# start of Data to process
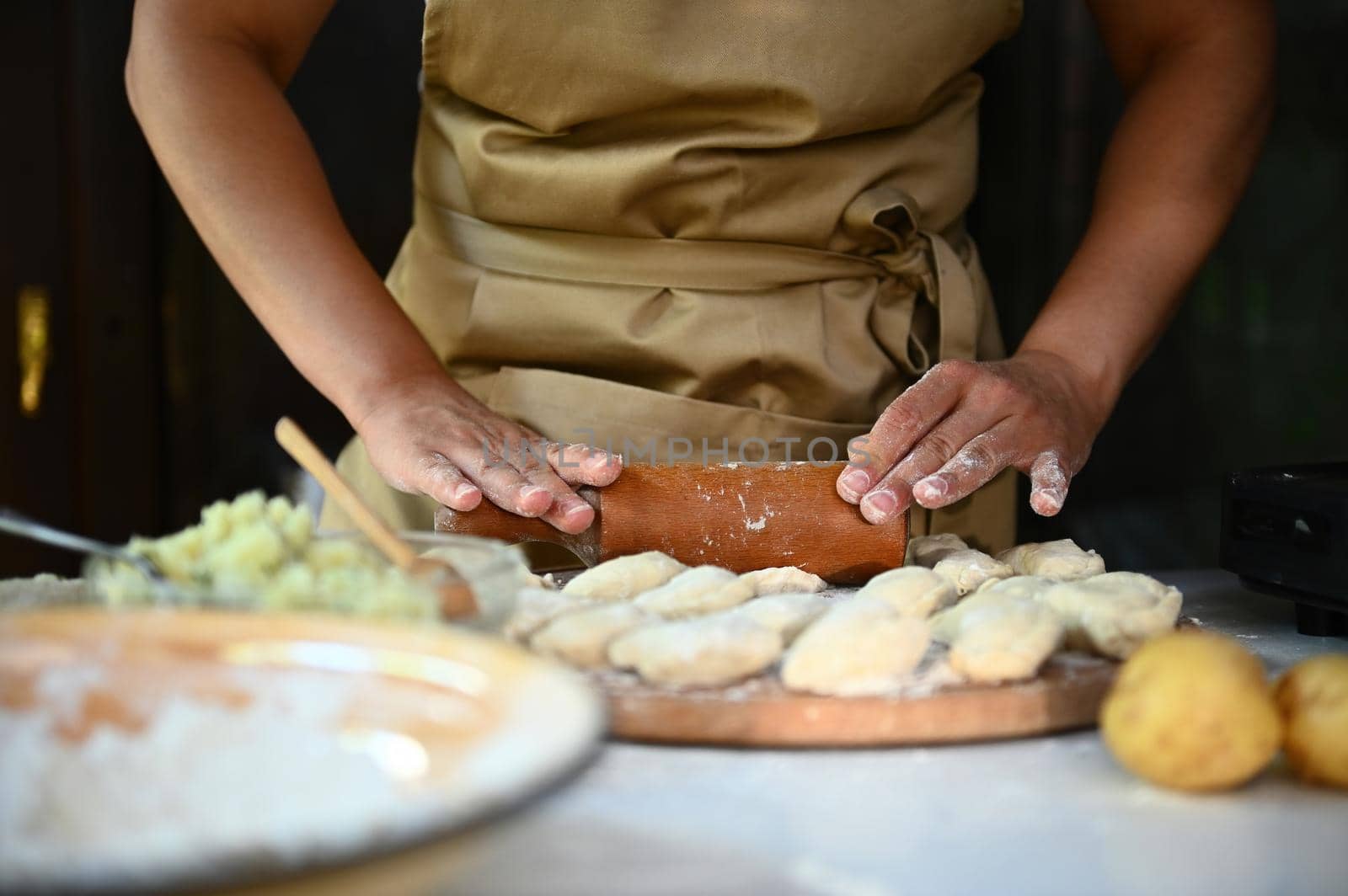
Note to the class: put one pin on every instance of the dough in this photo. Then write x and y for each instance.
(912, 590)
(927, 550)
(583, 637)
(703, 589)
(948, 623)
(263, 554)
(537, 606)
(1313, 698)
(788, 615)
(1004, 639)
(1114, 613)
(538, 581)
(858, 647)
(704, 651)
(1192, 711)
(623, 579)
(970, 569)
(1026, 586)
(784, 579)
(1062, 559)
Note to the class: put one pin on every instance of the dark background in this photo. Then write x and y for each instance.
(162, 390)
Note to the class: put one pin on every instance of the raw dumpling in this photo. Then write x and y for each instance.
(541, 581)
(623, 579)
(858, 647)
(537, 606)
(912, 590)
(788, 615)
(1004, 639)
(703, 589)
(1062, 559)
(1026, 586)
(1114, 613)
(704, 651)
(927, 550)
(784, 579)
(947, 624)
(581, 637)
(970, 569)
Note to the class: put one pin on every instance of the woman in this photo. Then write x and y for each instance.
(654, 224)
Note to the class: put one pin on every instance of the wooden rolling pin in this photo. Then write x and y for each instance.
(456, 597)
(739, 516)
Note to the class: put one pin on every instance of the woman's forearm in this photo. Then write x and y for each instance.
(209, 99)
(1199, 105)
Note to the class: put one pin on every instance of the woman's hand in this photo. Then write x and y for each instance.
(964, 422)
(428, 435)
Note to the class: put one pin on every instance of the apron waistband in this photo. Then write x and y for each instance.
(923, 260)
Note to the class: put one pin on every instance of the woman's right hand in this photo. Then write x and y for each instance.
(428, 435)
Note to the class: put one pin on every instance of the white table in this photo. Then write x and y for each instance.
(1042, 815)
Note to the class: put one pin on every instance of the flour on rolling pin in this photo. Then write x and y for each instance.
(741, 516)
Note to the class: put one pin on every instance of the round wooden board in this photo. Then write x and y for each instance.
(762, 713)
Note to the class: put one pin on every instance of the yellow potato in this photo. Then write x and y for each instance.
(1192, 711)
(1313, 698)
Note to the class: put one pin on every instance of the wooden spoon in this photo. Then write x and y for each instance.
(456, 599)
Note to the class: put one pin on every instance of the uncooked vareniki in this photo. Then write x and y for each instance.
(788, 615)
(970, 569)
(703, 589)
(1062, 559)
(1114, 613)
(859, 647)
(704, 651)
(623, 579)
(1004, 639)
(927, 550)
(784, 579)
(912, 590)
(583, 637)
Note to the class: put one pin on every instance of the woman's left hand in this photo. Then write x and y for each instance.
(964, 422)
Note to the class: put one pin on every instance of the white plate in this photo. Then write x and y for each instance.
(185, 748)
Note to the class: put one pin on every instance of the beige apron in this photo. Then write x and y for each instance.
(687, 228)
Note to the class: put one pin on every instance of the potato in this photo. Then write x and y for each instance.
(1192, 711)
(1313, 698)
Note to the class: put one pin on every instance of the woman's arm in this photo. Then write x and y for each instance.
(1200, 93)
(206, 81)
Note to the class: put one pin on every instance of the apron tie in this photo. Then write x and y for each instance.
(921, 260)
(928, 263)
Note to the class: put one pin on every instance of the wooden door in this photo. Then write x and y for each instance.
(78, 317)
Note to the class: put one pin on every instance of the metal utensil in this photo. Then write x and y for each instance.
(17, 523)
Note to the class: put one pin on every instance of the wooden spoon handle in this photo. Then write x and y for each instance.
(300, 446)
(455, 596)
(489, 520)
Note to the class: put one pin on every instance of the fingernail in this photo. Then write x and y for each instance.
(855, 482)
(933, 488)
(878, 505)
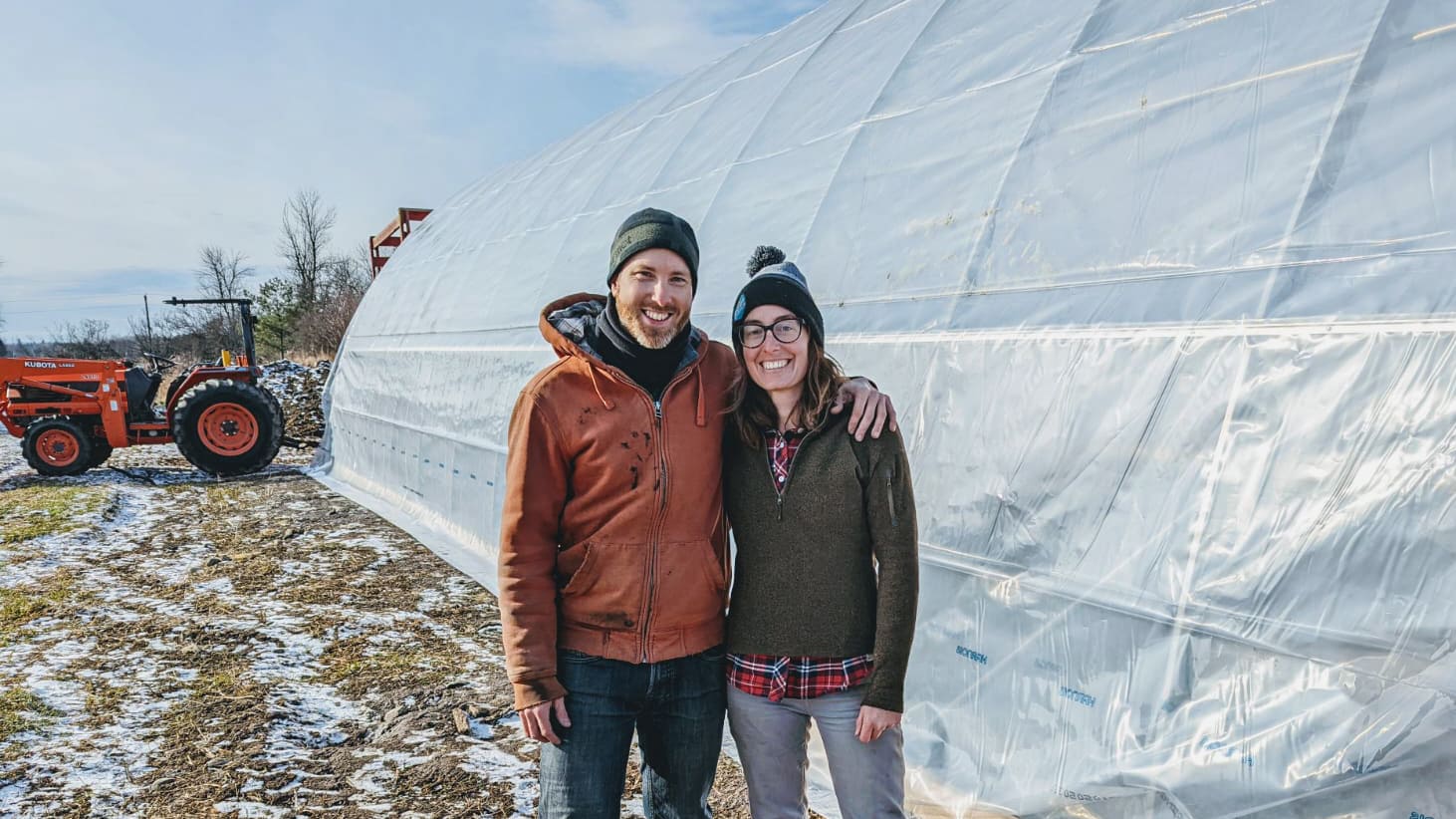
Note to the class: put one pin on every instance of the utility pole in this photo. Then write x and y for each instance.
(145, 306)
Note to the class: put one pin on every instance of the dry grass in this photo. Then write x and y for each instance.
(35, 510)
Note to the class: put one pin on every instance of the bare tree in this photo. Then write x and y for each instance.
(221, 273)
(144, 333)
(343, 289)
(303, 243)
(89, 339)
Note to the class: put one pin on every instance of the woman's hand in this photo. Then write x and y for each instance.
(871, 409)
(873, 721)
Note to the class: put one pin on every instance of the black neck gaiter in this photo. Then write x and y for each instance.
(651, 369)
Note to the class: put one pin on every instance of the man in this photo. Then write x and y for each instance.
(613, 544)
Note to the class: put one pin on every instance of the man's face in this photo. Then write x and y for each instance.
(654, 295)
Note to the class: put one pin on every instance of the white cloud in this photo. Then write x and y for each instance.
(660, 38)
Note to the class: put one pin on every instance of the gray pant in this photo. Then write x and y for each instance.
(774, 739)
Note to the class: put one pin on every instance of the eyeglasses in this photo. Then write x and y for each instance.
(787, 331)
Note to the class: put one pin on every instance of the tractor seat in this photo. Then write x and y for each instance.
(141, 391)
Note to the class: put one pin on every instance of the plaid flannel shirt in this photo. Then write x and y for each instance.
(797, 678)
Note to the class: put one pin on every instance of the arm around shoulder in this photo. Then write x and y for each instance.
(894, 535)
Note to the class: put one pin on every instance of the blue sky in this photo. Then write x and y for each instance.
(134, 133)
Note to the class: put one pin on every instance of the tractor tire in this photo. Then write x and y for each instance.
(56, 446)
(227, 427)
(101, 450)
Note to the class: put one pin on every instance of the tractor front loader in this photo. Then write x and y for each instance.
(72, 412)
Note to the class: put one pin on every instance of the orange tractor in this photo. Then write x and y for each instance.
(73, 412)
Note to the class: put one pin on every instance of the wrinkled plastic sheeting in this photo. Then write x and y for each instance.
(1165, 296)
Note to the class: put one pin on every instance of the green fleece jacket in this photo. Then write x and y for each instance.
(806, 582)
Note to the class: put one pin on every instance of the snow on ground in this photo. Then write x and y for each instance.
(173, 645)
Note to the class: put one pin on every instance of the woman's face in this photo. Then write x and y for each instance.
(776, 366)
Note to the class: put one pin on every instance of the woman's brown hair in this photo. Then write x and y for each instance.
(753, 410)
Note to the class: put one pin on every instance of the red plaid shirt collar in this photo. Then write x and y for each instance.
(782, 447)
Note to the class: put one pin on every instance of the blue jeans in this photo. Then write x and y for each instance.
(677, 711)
# end of Data to process
• Problem description:
Extract the closing run of lines, starting with the one containing "the tractor seat" and ending at the last, exactly as written.

• Worked answer:
Note to the class: put one pin on every instance of the tractor seat in this photo. Then write x and y for each instance.
(141, 391)
Note to the class: put one pin on every instance of the plaid flannel shirt in this photo. Then write x and y for each instance.
(797, 678)
Note to the class: put one pin on every instance of the arm around shoulder in this photo. Then write x and y for each instance.
(894, 535)
Note to the class: put one pin on every instance of the blue sky in this photo. Then write x and y for each instance.
(134, 133)
Note to the class: put one pin on every instance of the tractor tire in this photo. Then write x and y for each instance.
(56, 446)
(227, 427)
(101, 450)
Note to the class: put one pin on every instance of the tractor front loader in this photo. Then write x and y for each instance.
(72, 412)
Note to the class: put one pin on every instance of the orange tractor in this photo. Then write x and y for each instance.
(73, 412)
Note to the class: put one pin on every instance of the wrinkled plastic sheeting in this photo. Then write x and y for each instance.
(1165, 296)
Note to the class: put one pin on every instance of the green fleece jacket in this photo. Then write x and y for each instance.
(806, 582)
Note to the class: put one pin on every instance of the snow on ground in this photo. Then write x and y for each instance.
(173, 645)
Note to the class: put one pin on every instance of the woman's face in this photo. Then write x and y for each instance.
(776, 366)
Note to the class: put one pin on every instance of the woman's brown hair in this photo. Then write x and y for each instance.
(753, 410)
Note to the class: put one pin on every instance of the red plaid shirt collar in this photo. Then write x and y for each instance.
(782, 447)
Note to the class: put one pin on every instance of the blue jeans in this photo. Then write x and y for each instance.
(677, 711)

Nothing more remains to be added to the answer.